→ Page:

_ _ _

18 October 2012

Unleashing the EU Cloud

The European Commission has released its Communication [PDF] on Unleashing the Potential of Cloud Computing in Europe.

The Communication comments that
‘Cloud computing’ in simplified terms can be understood as the storing, processing and use of data on remotely located computers accessed over the internet. This means that users can command almost unlimited computing power on demand, that they do not have to make major capital investments to fulfil their needs and that they can get to their data from anywhere with an internet connection. Cloud computing has the potential to slash users' IT expenditure and to enable many new services to be developed. Using the cloud, even the smallest firms can reach out to ever larger markets while governments can make their services more attractive and efficient even while reining in spending. 
Where the World Wide Web makes information available everywhere and to anyone, cloud computing makes computing power available everywhere and to anyone. Like the web, cloud computing is a technological development that has been ongoing for some time and will continue to develop. Unlike the web, cloud computing is still at a comparatively early stage, giving Europe a chance to act to ensure being at the forefront of its further development and to benefit on both demand and supply side through wide-spread cloud use and cloud provision.

_ _ _

→ Material:

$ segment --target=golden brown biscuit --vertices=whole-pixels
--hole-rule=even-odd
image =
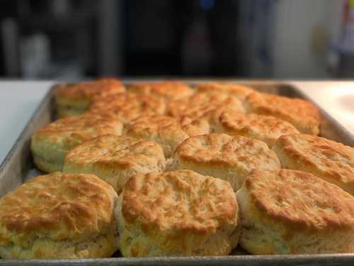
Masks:
[[[84,113],[97,96],[125,92],[120,81],[101,79],[90,82],[60,84],[55,87],[55,101],[59,117]]]
[[[252,88],[229,82],[201,83],[197,86],[198,92],[225,94],[244,100],[247,95],[254,92]]]
[[[280,136],[299,133],[291,123],[273,116],[231,111],[220,115],[215,132],[256,138],[264,141],[269,148]]]
[[[187,138],[209,132],[209,123],[205,120],[178,119],[162,115],[139,116],[124,129],[124,135],[158,143],[166,158],[171,157],[176,148]]]
[[[93,101],[90,112],[110,114],[119,118],[125,124],[142,115],[162,114],[165,103],[149,95],[132,92],[112,95]]]
[[[192,96],[171,101],[167,114],[176,118],[189,117],[192,119],[205,118],[212,124],[217,123],[224,111],[234,111],[244,113],[237,99],[224,94],[198,93]]]
[[[229,184],[193,171],[131,177],[115,216],[124,257],[225,255],[239,238]]]
[[[63,172],[93,174],[120,192],[129,177],[162,172],[166,162],[161,148],[152,141],[105,135],[71,150]]]
[[[0,199],[0,256],[110,257],[118,250],[117,198],[93,174],[35,177]]]
[[[319,135],[319,110],[309,101],[255,92],[246,98],[244,105],[248,113],[274,116],[290,123],[301,133]]]
[[[155,82],[133,83],[129,92],[147,94],[163,101],[176,100],[192,95],[194,92],[189,86],[180,82]]]
[[[190,137],[181,143],[171,169],[189,169],[226,180],[236,191],[251,170],[278,170],[280,162],[263,141],[212,133]]]
[[[237,192],[252,254],[354,252],[354,198],[304,172],[253,170]]]
[[[30,148],[35,164],[43,172],[61,171],[69,150],[98,135],[121,135],[122,127],[115,118],[94,114],[59,119],[32,136]]]
[[[354,195],[354,148],[306,134],[280,137],[273,150],[282,167],[308,172]]]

_ _ _

→ Exercise prompt:
Please extend the piece on EU cloud computing, starting right after its final sentence. The records stand apart from the piece on EU cloud computing.

→ Exercise result:
The Commission therefore aims at enabling and facilitating faster adoption of cloud computing throughout all sectors of the economy which can cut ICT costs, and when combined with new digital business practices1, can boost productivity, growth and jobs. On the basis of an analysis of the overall policy, regulatory and technology landscapes and a wide consultation of stakeholders, undertaken to identify what needs to be done to achieve that goal, this document sets out the most important and urgent additional actions. It delivers one of the main actions foreseen in the Communication on e-Commerce and online services; it represents a political commitment of the Commission and serves as a call on all stakeholders to participate in the implementation of these actions, which could mean an additional EUR 45 billion of direct spend on Cloud Computing in the EU in 2020 as well as an overall cumulative impact on GDP of EUR 957 billion, and 3.8 million jobs, by 2020. 
Several of the identified actions are designed to address the perception, by many potential adopters of cloud computing, that the use of this technology may bring additional risks. The actions do so by aiming at more clarity and knowledge about the applicable legal framework, by making it easier to signal and verify compliance with the legal framework (e.g. through standards and certification) and by developing it further (e.g. through a forthcoming legislative initiative on cyber security). 
Addressing the specific challenges of cloud computing would mean a faster and more harmonised adoption of the technology by Europe's businesses, organisations and public authorities, resulting, on the demand side, in accelerated productivity growth and increased competitiveness across the whole economy as well as, on the supply-side, in a larger market in which Europe becomes a key global player. Here, the European ICT sector stands to benefit from important new opportunities; given the right context, Europe's traditional strengths in telecommunications equipment, networks and services could be deployed very effectively for cloud infrastructures. Beyond that, European application developers large and small could benefit from rising demand.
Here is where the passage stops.